ABOUT THIS EXERCISE:
Give back exactly the lines from the one that includes "User query: dry stick" to the last line below, both included, and no further lines.

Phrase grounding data
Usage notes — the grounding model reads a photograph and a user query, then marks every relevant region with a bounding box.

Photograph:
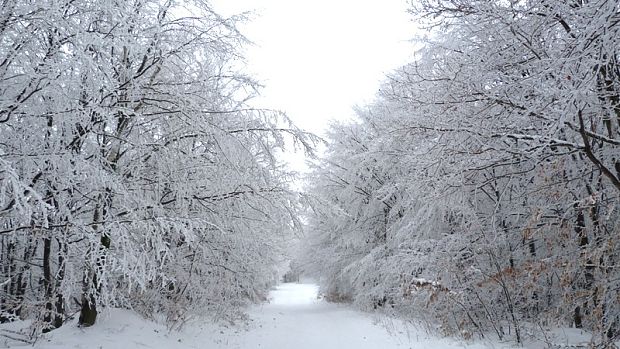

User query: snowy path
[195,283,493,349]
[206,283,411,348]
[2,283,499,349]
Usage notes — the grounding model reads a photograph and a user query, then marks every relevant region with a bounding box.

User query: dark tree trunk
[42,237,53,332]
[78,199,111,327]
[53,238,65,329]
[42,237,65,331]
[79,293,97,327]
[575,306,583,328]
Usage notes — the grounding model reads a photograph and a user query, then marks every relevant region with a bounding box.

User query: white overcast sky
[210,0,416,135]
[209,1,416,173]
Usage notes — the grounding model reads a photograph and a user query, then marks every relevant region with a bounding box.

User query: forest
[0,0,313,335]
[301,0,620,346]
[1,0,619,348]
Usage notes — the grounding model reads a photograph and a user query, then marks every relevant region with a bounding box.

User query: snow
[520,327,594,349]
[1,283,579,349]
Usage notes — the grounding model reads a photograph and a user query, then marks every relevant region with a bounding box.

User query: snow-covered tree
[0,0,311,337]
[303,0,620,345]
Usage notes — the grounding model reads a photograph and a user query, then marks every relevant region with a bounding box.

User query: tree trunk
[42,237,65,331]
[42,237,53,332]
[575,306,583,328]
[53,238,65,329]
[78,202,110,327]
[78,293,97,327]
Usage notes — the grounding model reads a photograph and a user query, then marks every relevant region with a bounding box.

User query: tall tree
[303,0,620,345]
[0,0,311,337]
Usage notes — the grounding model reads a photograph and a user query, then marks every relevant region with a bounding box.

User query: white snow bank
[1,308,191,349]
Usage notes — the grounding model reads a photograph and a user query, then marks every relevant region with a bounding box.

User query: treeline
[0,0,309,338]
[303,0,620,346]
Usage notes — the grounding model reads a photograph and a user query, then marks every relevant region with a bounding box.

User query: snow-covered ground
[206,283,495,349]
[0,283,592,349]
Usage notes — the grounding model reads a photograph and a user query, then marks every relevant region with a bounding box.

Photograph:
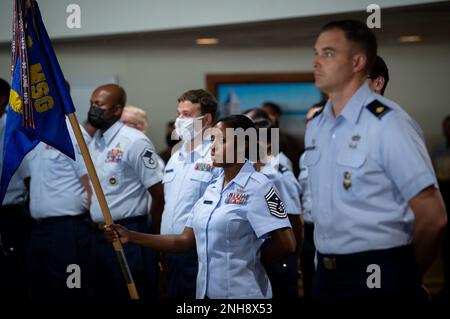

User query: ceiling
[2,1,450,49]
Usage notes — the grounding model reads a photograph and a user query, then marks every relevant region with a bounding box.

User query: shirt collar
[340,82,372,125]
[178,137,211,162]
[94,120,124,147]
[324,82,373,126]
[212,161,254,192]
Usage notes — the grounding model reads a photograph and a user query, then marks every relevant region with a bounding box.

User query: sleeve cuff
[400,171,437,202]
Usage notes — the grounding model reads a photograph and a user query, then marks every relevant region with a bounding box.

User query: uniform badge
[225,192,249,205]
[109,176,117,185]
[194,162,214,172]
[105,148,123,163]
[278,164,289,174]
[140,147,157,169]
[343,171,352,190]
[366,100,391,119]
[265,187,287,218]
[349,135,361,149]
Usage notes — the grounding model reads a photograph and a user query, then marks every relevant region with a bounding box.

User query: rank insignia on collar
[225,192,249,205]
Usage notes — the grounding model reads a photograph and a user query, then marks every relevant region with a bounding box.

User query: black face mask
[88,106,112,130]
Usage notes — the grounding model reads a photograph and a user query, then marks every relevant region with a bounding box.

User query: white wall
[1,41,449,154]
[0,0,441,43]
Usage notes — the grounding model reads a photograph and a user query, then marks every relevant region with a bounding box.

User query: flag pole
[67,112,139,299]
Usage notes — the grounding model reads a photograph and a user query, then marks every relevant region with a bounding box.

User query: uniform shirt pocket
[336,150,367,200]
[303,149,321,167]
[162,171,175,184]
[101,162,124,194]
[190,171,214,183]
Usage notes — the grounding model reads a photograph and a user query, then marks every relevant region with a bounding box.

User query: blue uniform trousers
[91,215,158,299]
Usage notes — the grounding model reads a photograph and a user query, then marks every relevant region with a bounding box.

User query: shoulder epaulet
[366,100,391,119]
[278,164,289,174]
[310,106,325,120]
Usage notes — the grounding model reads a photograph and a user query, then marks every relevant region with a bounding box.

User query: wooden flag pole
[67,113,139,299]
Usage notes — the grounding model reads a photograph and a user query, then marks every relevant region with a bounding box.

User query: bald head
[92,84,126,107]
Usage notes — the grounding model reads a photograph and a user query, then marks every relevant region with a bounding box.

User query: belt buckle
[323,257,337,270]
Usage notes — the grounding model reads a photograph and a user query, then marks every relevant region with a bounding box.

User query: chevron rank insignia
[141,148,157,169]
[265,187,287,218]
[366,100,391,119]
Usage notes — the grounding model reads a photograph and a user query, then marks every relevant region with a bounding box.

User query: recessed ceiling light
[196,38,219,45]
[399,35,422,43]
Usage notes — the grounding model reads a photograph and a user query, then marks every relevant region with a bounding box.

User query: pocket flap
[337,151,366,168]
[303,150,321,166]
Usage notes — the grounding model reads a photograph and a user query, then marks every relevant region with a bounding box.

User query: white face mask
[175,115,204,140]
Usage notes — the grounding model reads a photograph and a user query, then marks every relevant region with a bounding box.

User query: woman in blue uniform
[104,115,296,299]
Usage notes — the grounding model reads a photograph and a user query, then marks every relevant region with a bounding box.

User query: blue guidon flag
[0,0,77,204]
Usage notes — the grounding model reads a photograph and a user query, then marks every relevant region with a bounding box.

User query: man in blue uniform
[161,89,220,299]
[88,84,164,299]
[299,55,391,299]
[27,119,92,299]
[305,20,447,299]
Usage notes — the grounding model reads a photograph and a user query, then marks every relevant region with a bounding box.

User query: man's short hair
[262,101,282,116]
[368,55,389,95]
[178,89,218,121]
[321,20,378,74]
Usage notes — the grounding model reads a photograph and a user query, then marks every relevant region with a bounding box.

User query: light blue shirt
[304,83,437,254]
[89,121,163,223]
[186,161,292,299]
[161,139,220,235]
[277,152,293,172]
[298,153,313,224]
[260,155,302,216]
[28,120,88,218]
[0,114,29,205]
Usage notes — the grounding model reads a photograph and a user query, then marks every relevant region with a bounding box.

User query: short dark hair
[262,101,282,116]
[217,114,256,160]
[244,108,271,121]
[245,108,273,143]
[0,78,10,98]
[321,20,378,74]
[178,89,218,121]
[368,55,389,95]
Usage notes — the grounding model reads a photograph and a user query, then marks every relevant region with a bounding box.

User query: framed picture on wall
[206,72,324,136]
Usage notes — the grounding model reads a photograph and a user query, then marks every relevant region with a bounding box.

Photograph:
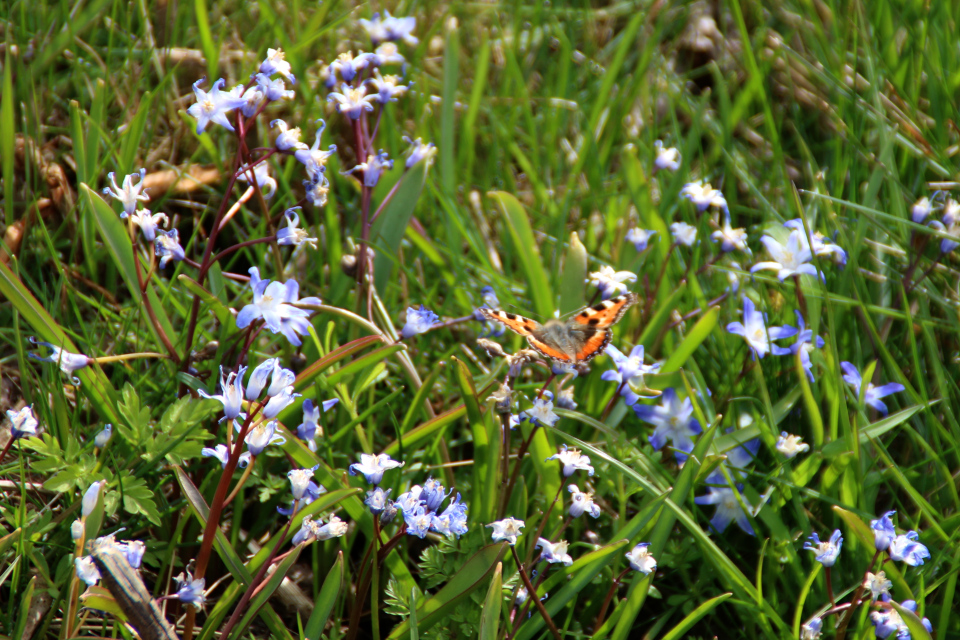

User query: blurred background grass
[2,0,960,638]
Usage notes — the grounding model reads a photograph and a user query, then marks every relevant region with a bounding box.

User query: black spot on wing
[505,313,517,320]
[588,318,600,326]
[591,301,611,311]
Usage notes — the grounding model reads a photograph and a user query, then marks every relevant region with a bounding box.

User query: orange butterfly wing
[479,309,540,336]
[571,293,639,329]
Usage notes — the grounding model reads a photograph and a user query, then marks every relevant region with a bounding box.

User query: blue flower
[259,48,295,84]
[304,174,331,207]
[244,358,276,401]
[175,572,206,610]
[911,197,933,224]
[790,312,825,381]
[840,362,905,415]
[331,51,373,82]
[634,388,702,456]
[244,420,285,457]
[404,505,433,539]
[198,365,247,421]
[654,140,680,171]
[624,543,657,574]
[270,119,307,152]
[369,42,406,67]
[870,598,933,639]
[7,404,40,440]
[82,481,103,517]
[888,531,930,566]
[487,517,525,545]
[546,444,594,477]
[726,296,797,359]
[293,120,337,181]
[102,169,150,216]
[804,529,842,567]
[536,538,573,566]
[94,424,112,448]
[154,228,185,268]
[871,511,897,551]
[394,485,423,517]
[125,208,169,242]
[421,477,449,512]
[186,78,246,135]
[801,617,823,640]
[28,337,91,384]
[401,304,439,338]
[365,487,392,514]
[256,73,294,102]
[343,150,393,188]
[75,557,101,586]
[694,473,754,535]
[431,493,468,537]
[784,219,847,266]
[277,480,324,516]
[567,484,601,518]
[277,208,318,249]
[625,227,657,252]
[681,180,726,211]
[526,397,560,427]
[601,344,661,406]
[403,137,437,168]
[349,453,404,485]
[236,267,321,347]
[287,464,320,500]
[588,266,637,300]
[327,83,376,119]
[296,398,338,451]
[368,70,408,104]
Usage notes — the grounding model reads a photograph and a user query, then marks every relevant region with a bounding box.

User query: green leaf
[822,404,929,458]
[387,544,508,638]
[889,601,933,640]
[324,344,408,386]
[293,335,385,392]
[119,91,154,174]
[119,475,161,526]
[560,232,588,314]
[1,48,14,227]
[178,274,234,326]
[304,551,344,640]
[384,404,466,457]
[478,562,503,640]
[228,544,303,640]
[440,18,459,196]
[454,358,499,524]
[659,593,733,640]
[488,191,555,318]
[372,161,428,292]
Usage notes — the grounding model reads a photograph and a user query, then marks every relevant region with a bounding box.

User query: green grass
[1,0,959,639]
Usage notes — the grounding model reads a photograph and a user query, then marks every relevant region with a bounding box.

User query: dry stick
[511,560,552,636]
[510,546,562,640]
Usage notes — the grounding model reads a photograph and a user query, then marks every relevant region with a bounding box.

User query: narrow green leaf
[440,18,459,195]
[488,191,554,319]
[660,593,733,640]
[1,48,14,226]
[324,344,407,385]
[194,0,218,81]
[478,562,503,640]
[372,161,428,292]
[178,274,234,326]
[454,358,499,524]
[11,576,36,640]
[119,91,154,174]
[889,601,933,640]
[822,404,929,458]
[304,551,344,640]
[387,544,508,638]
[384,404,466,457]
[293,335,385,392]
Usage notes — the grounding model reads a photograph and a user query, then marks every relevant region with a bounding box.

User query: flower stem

WRITTEN RESPONSE:
User query: dry stick
[511,560,552,636]
[510,546,562,640]
Usage notes — the grounding model reads a photograph and a user query, then marks every relevant region with a bounding box.

User query: narrow green leaf
[440,18,459,195]
[488,191,554,319]
[660,593,733,640]
[1,48,14,226]
[324,344,407,385]
[194,0,218,81]
[478,562,503,640]
[372,161,428,292]
[178,274,234,326]
[454,358,499,524]
[11,576,36,640]
[119,91,154,174]
[889,601,933,640]
[822,404,929,458]
[304,551,344,640]
[387,544,508,638]
[384,404,466,457]
[293,335,385,392]
Usage notes — the grounding model reads a photograph and a user query, then marks every relevant region with a bounding box.

User query: flower stem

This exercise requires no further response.